Entonces llegó esta chica, una sobrina que quería ser cantante. La grabé un poco con la guitarra, la cual tocaba muy mal, y otras cuatro piezas a capella. Dos en portugués y dos en español. Eso fue aproximadamente en el 72. En el 77 me entero que ella falleció en un accidente de moto, no sé dónde pusieron auto, pero fue moto. Al enterarme del accidente, yo tenía su voz grabada, inmediatamente supe que tenía que hacer esta compleja pieza con su voz, para que ella pueda seguir cantando. Y hace 40 años que sigue cantando. 
 
           Ferreyra quiso conservar la voz de la joven cantante y, con una estética particular (un sonido de época), destacó los contornos, las pequeñas articulaciones, las risas, los suspiros, todos los bordes de aquella voz, melancólica ahora en su fantasmagoría, conservada entre las distorsiones de las cintas magnéticas, eso robustos archivos fragilísimos que se destruyen con el paso del tiempo (recuerdo aquella aceleración de la cinta que les dictaba la misión a los agentes de la serie Misión Imposible, famosa hace miles de años). A la breve vida de una voz, Ferreyra superpuso las armonías que estaban y no estaban ahí, como una escritura –con los inesperados cortes y articulaciones–, sobreimprimió, eco sobre eco, ceniza sobre ceniza, las canciones no dichas y grabadas a capella en esa tarde irrepetible que esta pieza musical evoca en la suplencia (la grabación “está en lugar de”) y es la posibilidad de la voz, de la manada de muchachas que hablaban en aquella mujer (Ferreyra/ Cornu). 

        

        Escuchar una voz es escuchar que la voz se apaga. Tanto a las monumentales óperas wagnerianas (por poner un ejemplo), como a la muchacha cantante y a la voz de anoche, las enmarca el silencio. Pero otro silencio, como decía Daniel Barenboim en una entrevista: “si tuviera que elegir el momento más importante de Tristán e Isolda, elegiría los segundos antes de que comience la música y los finales, luego de que toda la música ha concluido”. ¿Qué es ese silencio? Es el apagarse de la orquesta (el “goes out”), de los instrumentos y las voces y sus resonancias apenas audibles, pero presentes, que se apagan en ondas que tienden a irse en partículas cada vez más pequeñas. Es una pequeña muerte, por eso es hermosa.

● ● ● ● ● ● ●

» PROBLEMA 1
Copia sin cambios las líneas de las entradas, empezando por la que contiene "Where can the silver" y siguiendo hasta el final de las entradas, con esa primera línea incluida.

» CONJUNTO DE DATOS
● ● ● ● ● ● ●

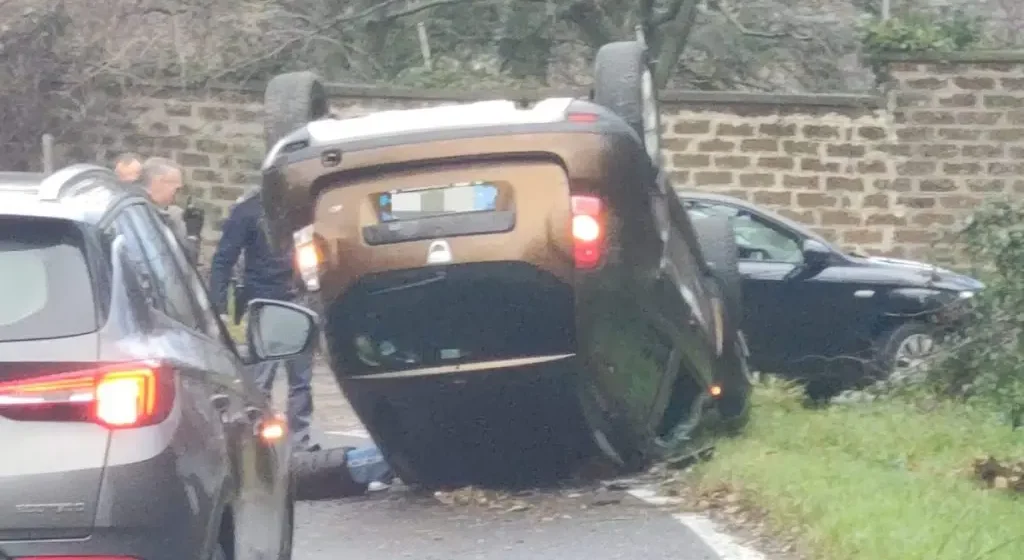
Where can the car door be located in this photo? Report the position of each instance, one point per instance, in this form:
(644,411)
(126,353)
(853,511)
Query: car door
(201,448)
(257,466)
(794,325)
(676,292)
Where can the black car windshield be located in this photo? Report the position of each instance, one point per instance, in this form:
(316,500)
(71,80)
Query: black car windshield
(45,288)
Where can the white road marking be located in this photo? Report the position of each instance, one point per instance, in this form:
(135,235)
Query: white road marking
(361,434)
(726,547)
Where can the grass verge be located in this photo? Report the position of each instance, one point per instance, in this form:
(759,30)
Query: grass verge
(880,481)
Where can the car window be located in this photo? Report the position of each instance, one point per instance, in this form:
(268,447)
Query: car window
(122,225)
(167,280)
(757,239)
(46,290)
(210,321)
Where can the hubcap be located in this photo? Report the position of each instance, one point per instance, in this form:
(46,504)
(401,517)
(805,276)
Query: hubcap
(914,350)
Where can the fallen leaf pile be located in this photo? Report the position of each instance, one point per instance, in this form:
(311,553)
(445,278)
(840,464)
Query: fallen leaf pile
(1000,475)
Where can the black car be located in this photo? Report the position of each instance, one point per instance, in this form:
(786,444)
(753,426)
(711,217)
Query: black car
(127,429)
(813,311)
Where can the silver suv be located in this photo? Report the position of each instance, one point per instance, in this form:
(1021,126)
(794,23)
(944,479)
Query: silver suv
(127,427)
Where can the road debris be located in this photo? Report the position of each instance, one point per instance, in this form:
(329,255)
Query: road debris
(493,500)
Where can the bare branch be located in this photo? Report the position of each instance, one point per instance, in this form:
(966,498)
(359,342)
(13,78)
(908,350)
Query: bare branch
(731,14)
(669,14)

● ● ● ● ● ● ●

» PROBLEMA 2
Enumera los rasgos de la voz de la joven que, según el fragmento, Ferreyra destacó.

» RESPUESTA COMPLETA 1
Where can the silver suv be located in this photo? Report the position of each instance, one point per instance, in this form:
(1021,126)
(794,23)
(944,479)
Query: silver suv
(127,427)
Where can the road debris be located in this photo? Report the position of each instance, one point per instance, in this form:
(329,255)
Query: road debris
(493,500)
Where can the bare branch be located in this photo? Report the position of each instance, one point per instance, in this form:
(966,498)
(359,342)
(13,78)
(908,350)
Query: bare branch
(731,14)
(669,14)

» RESPUESTA COMPLETA 2
- Los contornos
- Las pequeñas articulaciones
- Las risas
- Los suspiros
- Todos los bordes de aquella voz